§ Exercise brief
Could you set down the lines below, from the one containing "Target: stone block wall" through the final line, exactly as written?

[Recorded information]

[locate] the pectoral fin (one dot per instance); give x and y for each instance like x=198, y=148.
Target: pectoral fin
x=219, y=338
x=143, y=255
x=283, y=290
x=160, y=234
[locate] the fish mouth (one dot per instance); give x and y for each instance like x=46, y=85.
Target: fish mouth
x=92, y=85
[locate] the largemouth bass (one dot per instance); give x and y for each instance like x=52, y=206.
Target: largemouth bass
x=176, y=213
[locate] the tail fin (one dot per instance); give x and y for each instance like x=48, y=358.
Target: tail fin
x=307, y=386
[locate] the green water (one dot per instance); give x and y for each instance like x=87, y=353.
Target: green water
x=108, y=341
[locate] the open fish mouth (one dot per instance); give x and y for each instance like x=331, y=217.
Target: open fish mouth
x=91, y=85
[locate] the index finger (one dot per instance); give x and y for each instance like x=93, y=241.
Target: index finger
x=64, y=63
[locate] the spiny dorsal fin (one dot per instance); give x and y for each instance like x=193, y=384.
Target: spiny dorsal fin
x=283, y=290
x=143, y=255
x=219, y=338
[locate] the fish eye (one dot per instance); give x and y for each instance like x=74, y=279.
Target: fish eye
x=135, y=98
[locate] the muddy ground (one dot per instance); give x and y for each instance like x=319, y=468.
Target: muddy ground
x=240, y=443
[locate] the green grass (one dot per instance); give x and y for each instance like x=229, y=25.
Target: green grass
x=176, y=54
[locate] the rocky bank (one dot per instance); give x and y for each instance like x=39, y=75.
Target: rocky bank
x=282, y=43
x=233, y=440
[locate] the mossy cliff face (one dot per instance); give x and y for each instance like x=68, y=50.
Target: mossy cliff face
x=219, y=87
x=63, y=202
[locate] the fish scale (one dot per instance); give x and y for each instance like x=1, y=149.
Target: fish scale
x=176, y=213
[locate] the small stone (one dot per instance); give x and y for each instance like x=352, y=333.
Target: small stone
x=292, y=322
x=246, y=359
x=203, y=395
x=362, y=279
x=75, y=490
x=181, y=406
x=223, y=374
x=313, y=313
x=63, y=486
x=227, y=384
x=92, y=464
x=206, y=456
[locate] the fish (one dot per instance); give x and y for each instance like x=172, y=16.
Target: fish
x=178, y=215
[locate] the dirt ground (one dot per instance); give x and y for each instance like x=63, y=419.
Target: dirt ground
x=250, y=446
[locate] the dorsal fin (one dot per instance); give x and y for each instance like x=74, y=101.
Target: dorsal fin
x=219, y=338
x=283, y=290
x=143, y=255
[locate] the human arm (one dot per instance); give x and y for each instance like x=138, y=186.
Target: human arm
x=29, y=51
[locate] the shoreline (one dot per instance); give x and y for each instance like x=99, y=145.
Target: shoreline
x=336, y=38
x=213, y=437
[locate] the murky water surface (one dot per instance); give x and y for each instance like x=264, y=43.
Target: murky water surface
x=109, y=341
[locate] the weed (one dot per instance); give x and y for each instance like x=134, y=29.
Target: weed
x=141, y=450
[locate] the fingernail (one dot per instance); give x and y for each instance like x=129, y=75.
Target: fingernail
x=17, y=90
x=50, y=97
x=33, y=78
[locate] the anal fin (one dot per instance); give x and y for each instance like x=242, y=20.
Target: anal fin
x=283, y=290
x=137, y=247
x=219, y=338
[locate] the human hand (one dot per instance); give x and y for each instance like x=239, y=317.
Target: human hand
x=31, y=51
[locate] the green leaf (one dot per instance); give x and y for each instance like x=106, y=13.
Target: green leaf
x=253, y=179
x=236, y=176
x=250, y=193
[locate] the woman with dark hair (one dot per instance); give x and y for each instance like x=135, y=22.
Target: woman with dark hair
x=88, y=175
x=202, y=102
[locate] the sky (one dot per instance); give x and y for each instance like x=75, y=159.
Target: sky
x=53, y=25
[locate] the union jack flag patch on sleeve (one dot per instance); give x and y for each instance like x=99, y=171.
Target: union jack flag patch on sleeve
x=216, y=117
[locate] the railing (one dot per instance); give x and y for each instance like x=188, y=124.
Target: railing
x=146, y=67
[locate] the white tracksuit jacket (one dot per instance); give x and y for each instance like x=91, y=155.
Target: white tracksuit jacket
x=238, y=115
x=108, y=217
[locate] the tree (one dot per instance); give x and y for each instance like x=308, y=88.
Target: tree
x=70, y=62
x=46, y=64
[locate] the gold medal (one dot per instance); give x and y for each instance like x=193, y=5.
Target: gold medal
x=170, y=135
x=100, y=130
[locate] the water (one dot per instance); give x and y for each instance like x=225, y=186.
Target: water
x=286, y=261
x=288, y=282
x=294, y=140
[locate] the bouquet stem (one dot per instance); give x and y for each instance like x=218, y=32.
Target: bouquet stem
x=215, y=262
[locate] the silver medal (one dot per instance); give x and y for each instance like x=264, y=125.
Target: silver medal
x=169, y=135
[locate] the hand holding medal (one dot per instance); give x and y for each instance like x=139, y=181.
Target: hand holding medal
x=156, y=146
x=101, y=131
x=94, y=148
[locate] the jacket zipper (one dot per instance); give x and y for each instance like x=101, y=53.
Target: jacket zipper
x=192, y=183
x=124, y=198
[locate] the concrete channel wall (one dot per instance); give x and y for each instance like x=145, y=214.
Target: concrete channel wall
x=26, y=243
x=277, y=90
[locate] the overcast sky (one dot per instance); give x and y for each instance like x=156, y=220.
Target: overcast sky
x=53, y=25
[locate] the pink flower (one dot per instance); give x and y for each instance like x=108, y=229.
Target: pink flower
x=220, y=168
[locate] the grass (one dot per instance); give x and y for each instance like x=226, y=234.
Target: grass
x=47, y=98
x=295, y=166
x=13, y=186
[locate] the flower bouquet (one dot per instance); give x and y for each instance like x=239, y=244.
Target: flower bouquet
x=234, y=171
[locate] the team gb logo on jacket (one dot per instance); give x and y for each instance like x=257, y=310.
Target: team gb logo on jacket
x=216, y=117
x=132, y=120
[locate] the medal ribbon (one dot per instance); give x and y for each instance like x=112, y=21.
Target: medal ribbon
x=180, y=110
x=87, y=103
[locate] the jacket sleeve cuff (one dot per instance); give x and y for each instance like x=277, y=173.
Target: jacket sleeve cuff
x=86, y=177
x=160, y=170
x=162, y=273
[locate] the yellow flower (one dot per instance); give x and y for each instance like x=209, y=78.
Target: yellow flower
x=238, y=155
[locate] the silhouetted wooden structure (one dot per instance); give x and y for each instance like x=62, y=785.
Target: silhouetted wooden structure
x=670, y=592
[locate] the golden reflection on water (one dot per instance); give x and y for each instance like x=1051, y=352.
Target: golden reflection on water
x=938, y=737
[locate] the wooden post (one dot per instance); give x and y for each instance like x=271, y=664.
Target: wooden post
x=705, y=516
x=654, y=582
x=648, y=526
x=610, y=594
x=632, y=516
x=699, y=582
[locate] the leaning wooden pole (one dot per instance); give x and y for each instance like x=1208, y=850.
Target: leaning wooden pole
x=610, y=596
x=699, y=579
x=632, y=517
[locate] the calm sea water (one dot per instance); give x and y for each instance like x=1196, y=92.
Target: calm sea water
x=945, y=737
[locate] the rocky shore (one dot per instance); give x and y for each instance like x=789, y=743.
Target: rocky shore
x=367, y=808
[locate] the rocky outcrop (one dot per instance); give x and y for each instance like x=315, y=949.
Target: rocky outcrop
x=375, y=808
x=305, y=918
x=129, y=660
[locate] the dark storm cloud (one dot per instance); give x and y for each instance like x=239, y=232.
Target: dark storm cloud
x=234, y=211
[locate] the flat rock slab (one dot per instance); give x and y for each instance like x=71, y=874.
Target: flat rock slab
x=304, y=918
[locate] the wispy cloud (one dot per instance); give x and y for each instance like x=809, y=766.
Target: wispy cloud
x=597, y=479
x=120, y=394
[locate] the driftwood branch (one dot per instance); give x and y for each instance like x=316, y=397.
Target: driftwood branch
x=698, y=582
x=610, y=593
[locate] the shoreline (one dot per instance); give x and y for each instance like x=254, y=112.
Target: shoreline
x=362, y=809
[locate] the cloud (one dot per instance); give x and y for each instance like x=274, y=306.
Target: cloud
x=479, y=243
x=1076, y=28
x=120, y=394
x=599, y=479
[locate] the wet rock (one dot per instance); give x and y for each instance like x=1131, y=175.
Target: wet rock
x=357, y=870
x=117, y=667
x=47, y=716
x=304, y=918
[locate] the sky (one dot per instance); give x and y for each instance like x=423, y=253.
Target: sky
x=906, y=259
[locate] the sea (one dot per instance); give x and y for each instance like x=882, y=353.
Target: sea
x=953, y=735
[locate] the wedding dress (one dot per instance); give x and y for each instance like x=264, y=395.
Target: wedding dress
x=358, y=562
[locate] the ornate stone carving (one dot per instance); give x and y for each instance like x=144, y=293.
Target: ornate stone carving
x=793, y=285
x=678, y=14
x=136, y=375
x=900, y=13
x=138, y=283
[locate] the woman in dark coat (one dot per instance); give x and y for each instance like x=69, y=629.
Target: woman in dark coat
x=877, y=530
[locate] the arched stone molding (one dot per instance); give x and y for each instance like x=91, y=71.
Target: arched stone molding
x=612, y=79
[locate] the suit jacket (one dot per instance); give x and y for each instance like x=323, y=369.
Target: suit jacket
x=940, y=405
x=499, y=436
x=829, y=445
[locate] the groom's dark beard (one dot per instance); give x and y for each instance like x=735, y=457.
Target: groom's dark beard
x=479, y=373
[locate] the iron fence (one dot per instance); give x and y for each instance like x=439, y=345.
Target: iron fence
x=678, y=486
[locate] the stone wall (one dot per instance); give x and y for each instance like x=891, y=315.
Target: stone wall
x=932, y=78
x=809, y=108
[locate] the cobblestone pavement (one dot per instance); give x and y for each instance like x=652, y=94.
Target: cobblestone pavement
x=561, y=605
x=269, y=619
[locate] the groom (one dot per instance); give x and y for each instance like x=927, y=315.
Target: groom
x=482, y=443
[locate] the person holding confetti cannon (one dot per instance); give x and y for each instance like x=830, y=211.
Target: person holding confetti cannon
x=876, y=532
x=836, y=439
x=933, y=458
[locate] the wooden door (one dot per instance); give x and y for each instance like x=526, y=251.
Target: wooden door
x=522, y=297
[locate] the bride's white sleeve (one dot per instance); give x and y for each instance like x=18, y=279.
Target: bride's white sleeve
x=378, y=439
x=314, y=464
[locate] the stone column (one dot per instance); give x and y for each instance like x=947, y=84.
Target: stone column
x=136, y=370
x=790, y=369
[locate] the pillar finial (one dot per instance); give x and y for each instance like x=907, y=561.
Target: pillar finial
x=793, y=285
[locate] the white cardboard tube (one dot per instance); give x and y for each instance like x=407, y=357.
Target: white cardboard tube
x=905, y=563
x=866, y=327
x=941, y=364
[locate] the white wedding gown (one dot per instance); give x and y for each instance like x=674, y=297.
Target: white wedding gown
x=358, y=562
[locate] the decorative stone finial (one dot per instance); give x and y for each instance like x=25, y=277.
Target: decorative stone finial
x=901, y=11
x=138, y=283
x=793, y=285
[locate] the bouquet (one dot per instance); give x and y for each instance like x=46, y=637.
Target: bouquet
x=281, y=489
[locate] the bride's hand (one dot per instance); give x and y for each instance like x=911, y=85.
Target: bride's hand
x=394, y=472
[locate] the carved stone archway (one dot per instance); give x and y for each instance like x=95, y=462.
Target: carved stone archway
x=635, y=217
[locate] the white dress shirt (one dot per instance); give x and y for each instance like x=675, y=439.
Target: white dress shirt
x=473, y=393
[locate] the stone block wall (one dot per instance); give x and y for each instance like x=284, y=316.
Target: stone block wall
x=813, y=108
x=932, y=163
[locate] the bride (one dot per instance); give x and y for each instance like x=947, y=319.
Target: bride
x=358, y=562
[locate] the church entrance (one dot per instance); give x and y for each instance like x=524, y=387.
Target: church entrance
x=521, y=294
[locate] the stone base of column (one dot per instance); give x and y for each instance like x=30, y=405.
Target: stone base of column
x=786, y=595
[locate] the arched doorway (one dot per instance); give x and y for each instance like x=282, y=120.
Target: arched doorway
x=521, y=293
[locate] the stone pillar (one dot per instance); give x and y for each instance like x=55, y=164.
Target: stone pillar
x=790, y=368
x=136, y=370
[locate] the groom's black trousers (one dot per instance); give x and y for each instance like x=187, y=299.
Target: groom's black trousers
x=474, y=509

[/Recorded information]

§ Written reply
Target: stone block wall
x=813, y=108
x=932, y=163
[locate] the bride (one dot per instance); give x and y for each instance like x=947, y=319.
Target: bride
x=358, y=562
[locate] the church entrance (one dot per instance); give x and y for each instance like x=524, y=387.
Target: church entrance
x=521, y=294
[locate] the stone base of column (one dot per instance); give x and y for each instance like x=30, y=405.
Target: stone base of column
x=786, y=595
[locate] the arched doorway (one dot per instance); give x and y for each instance like x=282, y=120.
Target: arched doorway
x=521, y=293
[locate] the stone pillar (one dot per instance); give x and y for each instance like x=55, y=164.
Target: stone pillar
x=790, y=368
x=136, y=370
[locate] the groom's black trousers (one dot per instance); give x and y for each instance like x=187, y=299.
Target: groom's black trousers
x=474, y=509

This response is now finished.